Saved data entries:
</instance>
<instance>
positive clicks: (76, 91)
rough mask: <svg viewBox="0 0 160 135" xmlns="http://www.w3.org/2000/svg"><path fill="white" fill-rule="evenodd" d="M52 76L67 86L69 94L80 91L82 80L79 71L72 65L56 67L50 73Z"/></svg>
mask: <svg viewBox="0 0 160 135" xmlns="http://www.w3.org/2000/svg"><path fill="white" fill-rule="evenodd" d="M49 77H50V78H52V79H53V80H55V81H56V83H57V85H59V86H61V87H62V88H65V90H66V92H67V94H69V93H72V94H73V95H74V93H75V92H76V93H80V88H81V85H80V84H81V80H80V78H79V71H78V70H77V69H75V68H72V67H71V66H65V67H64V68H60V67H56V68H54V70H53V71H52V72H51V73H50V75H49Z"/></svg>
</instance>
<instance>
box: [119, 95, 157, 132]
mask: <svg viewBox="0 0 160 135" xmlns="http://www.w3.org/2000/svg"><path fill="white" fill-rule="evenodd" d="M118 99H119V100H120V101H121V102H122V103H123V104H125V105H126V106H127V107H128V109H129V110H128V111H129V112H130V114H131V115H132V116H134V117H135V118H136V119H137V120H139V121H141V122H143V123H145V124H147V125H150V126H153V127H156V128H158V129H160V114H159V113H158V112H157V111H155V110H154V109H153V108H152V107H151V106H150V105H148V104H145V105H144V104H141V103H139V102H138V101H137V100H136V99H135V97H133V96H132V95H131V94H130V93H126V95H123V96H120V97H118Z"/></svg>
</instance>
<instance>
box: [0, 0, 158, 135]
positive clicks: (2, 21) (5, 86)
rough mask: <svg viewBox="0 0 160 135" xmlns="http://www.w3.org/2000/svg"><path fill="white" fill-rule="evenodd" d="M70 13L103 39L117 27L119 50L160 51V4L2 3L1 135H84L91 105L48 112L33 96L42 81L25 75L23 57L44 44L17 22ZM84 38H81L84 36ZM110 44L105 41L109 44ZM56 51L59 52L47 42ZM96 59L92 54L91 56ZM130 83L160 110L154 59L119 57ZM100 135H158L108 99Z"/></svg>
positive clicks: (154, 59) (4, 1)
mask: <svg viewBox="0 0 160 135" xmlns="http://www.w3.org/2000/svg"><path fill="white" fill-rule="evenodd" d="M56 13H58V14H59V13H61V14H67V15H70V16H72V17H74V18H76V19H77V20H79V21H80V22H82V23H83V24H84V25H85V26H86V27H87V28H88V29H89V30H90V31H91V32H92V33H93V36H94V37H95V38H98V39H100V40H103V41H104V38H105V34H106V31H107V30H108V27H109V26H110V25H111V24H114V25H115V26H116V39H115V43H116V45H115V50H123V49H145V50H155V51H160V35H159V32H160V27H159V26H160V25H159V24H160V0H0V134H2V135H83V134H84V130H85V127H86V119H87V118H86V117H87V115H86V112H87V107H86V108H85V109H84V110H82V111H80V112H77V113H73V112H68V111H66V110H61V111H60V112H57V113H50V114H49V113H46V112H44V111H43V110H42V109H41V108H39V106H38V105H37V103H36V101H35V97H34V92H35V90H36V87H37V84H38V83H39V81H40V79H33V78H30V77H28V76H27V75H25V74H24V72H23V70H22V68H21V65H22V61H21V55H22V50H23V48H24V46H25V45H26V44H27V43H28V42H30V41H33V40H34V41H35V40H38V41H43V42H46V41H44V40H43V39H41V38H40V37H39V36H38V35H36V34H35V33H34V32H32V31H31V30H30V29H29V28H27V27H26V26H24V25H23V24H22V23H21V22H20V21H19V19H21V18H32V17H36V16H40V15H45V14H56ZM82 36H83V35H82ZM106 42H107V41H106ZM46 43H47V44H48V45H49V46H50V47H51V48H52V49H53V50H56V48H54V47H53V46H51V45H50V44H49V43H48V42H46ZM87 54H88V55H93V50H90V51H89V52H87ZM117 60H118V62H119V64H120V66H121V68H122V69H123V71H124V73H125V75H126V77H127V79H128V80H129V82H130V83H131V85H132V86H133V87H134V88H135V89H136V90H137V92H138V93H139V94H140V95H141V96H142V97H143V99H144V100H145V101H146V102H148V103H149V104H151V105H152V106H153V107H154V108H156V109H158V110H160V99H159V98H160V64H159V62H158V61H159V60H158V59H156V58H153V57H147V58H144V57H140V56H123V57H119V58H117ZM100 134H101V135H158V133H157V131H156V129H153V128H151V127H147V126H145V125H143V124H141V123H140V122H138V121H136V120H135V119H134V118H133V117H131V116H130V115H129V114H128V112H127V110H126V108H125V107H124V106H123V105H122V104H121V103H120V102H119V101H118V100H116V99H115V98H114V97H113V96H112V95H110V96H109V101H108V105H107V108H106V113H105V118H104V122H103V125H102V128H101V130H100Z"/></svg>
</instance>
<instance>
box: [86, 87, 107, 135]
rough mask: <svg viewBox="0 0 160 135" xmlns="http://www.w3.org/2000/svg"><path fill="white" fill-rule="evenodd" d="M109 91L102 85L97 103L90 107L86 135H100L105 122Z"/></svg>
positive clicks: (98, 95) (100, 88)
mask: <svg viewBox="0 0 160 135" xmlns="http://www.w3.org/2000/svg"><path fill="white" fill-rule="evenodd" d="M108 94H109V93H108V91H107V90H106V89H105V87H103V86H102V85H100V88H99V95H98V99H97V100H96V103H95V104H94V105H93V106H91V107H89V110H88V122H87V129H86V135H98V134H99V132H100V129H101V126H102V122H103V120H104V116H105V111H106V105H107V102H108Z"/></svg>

(PROMPT) Format every line of the items above as a numbered list, omitting blank lines.

(ANSWER TO THIS TASK)
1. </instance>
2. <instance>
3. positive clicks: (76, 91)
4. rough mask: <svg viewBox="0 0 160 135" xmlns="http://www.w3.org/2000/svg"><path fill="white" fill-rule="evenodd" d="M52 76L67 86L69 94L80 91L82 80L79 71L72 65L56 67L50 73Z"/></svg>
5. mask: <svg viewBox="0 0 160 135" xmlns="http://www.w3.org/2000/svg"><path fill="white" fill-rule="evenodd" d="M49 77H50V78H52V79H53V80H55V81H56V83H57V85H59V86H61V87H62V88H65V90H66V92H67V94H69V93H72V94H73V95H74V93H75V92H76V93H80V88H81V85H80V84H81V80H80V78H79V71H78V70H77V69H75V68H72V67H71V66H65V67H64V68H60V67H56V68H54V70H53V71H52V72H51V73H50V75H49Z"/></svg>
6. </instance>
7. <instance>
8. box: [119, 95, 157, 132]
9. mask: <svg viewBox="0 0 160 135" xmlns="http://www.w3.org/2000/svg"><path fill="white" fill-rule="evenodd" d="M118 99H119V100H120V101H121V102H122V103H123V104H125V105H126V106H127V107H128V109H129V110H128V111H129V112H130V114H131V115H132V116H134V117H135V118H136V119H137V120H139V121H141V122H143V123H145V124H147V125H150V126H153V127H156V128H158V129H160V114H159V113H158V112H157V111H155V110H154V109H153V108H152V107H151V106H150V105H148V104H145V105H144V104H141V103H139V102H138V101H137V100H136V99H135V97H133V96H132V95H131V94H130V93H126V95H123V96H120V97H118Z"/></svg>
10. </instance>
11. <instance>
12. box: [0, 0, 158, 135]
13. positive clicks: (2, 21) (5, 86)
14. rough mask: <svg viewBox="0 0 160 135" xmlns="http://www.w3.org/2000/svg"><path fill="white" fill-rule="evenodd" d="M70 13L103 39L117 27L119 50L160 51V4L2 3L1 135H84L91 105L48 112L33 96L42 81L25 75L23 57L44 44L17 22ZM84 38H81L84 36ZM110 44L105 41L109 44ZM56 51L59 52L47 42ZM96 59L92 54L91 56ZM130 83L160 110L154 59L119 57ZM100 135H158L108 99Z"/></svg>
15. positive clicks: (154, 59) (4, 1)
16. mask: <svg viewBox="0 0 160 135" xmlns="http://www.w3.org/2000/svg"><path fill="white" fill-rule="evenodd" d="M56 13H58V14H59V13H61V14H67V15H70V16H72V17H74V18H76V19H77V20H79V21H80V22H82V23H83V24H84V25H85V26H86V27H87V28H88V29H89V30H90V31H91V32H92V33H93V36H94V37H95V38H98V39H100V40H103V41H104V38H105V34H106V31H107V30H108V27H109V26H110V25H111V24H114V25H115V26H116V39H115V43H116V45H115V50H123V49H145V50H155V51H160V35H159V32H160V27H159V26H160V25H159V24H160V0H0V134H2V135H83V134H84V130H85V127H86V119H87V118H86V117H87V115H86V112H87V107H86V108H85V109H84V110H82V111H80V112H77V113H73V112H68V111H66V110H61V111H60V112H57V113H50V114H49V113H46V112H44V111H43V110H42V109H41V108H39V106H38V105H37V103H36V101H35V97H34V92H35V90H36V87H37V84H38V83H39V81H40V79H33V78H30V77H28V76H27V75H25V74H24V72H23V70H22V68H21V65H22V61H21V55H22V50H23V48H24V46H25V45H26V44H27V43H28V42H30V41H33V40H34V41H35V40H38V41H43V42H46V41H44V40H43V39H41V38H40V37H39V36H38V35H36V34H35V33H34V32H32V31H31V30H30V29H29V28H27V27H26V26H24V25H23V24H22V23H21V22H20V21H19V19H21V18H32V17H36V16H40V15H45V14H56ZM82 36H83V35H82ZM106 42H107V41H106ZM46 43H47V44H48V45H49V46H50V47H51V48H52V49H53V50H56V48H54V47H53V46H51V45H50V44H49V43H48V42H46ZM87 54H88V55H93V50H90V51H89V52H87ZM117 60H118V62H119V64H120V66H121V68H122V69H123V71H124V73H125V75H126V77H127V79H128V80H129V82H130V83H131V85H132V86H133V87H134V88H135V89H136V90H137V92H138V93H139V94H140V95H141V96H142V97H143V99H144V100H145V101H146V102H148V103H149V104H151V105H152V106H153V107H154V108H156V109H158V110H160V99H159V98H160V64H159V62H158V61H159V60H158V59H156V58H153V57H147V58H144V57H140V56H123V57H119V58H117ZM100 134H101V135H158V133H157V131H156V129H153V128H151V127H147V126H145V125H143V124H141V123H140V122H138V121H136V120H135V119H134V118H133V117H131V116H130V115H129V114H128V112H127V110H126V108H125V107H124V106H123V105H122V104H121V103H120V102H119V101H118V100H116V99H115V98H114V97H113V96H112V95H110V96H109V101H108V105H107V108H106V113H105V118H104V122H103V125H102V128H101V130H100Z"/></svg>
17. </instance>
18. <instance>
19. box: [86, 87, 107, 135]
20. rough mask: <svg viewBox="0 0 160 135" xmlns="http://www.w3.org/2000/svg"><path fill="white" fill-rule="evenodd" d="M109 91L102 85L97 103L90 107L86 135H100L105 122Z"/></svg>
21. positive clicks: (98, 95) (100, 88)
22. mask: <svg viewBox="0 0 160 135" xmlns="http://www.w3.org/2000/svg"><path fill="white" fill-rule="evenodd" d="M108 94H109V93H108V91H107V90H106V89H105V87H103V86H102V85H100V88H99V95H98V99H97V100H96V103H95V104H94V105H93V106H91V107H89V110H88V122H87V129H86V135H98V134H99V132H100V129H101V126H102V122H103V120H104V116H105V111H106V105H107V102H108Z"/></svg>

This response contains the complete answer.